● Extrait de page
· · · · ·

Balade gourmande : Art du Feu en Pays de Bitche – des villages aux bâtiments historiques, l’art de la table se nourrit de cette tradition et se marie à la perfection avec la gastronomie.

Pas de belle table, pas d’assiettes gourmandes sans le savoir-faire français. Toute cette créativité symbolise encore une région qui vit au rythme du beau! Dans l’est de la Moselle, le Pays de Bitche est le coeur battant du savoir-faire autour des Arts du feu. Une histoire séculaire, un héritage vivant porté par les générations de verriers, de céramistes et de maîtres artisans. De Saint-Louis à Sarreguemines, des villages aux bâtiments historiques qui ont traversé les siècles, l’art de la table se nourrit de cette tradition et se marie à la perfection avec la gastronomie. Chaque repas devient ainsi une célébration de la région, de ses savoir-faire ancestraux et de son art de vivre à la française.
Sarreguemines: La table est mise !
La salle à manger de l’Auberge Saint Walfrid (photo DHV)

· · · · ·

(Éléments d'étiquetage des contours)

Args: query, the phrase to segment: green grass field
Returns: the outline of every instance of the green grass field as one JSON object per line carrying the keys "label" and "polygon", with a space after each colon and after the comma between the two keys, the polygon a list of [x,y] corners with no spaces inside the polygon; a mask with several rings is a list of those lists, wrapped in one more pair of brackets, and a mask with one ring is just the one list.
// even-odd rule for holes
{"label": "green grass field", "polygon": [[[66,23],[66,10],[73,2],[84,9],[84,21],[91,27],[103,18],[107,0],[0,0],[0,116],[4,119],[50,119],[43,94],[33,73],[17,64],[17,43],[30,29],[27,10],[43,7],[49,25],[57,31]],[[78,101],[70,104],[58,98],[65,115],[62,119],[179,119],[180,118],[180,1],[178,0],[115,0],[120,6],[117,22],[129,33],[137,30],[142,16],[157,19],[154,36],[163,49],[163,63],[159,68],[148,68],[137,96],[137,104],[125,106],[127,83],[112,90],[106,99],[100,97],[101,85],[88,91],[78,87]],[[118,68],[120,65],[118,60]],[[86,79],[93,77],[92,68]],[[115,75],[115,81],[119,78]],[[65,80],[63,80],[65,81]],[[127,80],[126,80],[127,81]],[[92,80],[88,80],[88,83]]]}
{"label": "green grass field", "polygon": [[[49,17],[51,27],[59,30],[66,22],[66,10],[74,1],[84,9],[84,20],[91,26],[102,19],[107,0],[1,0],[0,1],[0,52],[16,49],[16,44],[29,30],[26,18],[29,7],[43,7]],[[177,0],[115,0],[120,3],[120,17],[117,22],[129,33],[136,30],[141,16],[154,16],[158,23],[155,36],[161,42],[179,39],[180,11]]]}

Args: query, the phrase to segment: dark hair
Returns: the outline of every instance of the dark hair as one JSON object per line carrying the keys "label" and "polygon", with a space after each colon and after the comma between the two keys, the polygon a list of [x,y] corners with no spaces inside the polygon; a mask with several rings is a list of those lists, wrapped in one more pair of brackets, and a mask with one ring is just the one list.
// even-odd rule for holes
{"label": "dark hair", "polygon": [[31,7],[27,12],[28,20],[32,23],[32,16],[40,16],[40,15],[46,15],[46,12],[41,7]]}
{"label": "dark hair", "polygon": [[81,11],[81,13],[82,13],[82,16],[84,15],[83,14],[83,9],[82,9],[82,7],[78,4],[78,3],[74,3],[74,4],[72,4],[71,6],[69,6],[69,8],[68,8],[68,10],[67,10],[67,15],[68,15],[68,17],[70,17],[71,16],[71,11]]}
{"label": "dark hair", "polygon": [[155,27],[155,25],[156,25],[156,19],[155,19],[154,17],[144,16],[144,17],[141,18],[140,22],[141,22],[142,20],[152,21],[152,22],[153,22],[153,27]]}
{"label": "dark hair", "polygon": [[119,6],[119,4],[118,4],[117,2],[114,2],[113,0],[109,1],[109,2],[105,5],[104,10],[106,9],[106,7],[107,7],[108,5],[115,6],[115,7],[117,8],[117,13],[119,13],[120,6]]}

· · · · ·

● Exercice court 1
Répondez à ces questions à l'aide de l'extrait sur le Pays de Bitche.
(a) Dans quelle partie de la Moselle se trouve le Pays de Bitche ?
(b) Quelles générations portent l'héritage des Arts du feu ?
(c) Quelle pièce est montrée sur la photo mentionnée à la fin ?
● Exercice court 2
Traduisez en anglais cette phrase de l'extrait sur le Pays de Bitche : « Chaque repas devient ainsi une célébration de la région, de ses savoir-faire ancestraux et de son art de vivre à la française. »
● Exercice court 3
Recopiez l'extrait sur le Pays de Bitche depuis « Pas de belle » jusqu'à « à la française. ».
Ces données n'ont aucun lien avec l'extrait sur le Pays de Bitche.

● Corrigé 1
(a) Dans l'est de la Moselle.
(b) Les générations de verriers, de céramistes et de maîtres artisans.
(c) La salle à manger de l'Auberge Saint Walfrid.

● Corrigé 2
Each meal thus becomes a celebration of the region, of its ancestral know-how and of its French way of life.

● Corrigé 3
Pas de belle table, pas d’assiettes gourmandes sans le savoir-faire français. Toute cette créativité symbolise encore une région qui vit au rythme du beau! Dans l’est de la Moselle, le Pays de Bitche est le coeur battant du savoir-faire autour des Arts du feu. Une histoire séculaire, un héritage vivant porté par les générations de verriers, de céramistes et de maîtres artisans. De Saint-Louis à Sarreguemines, des villages aux bâtiments historiques qui ont traversé les siècles, l’art de la table se nourrit de cette tradition et se marie à la perfection avec la gastronomie. Chaque repas devient ainsi une célébration de la région, de ses savoir-faire ancestraux et de son art de vivre à la française.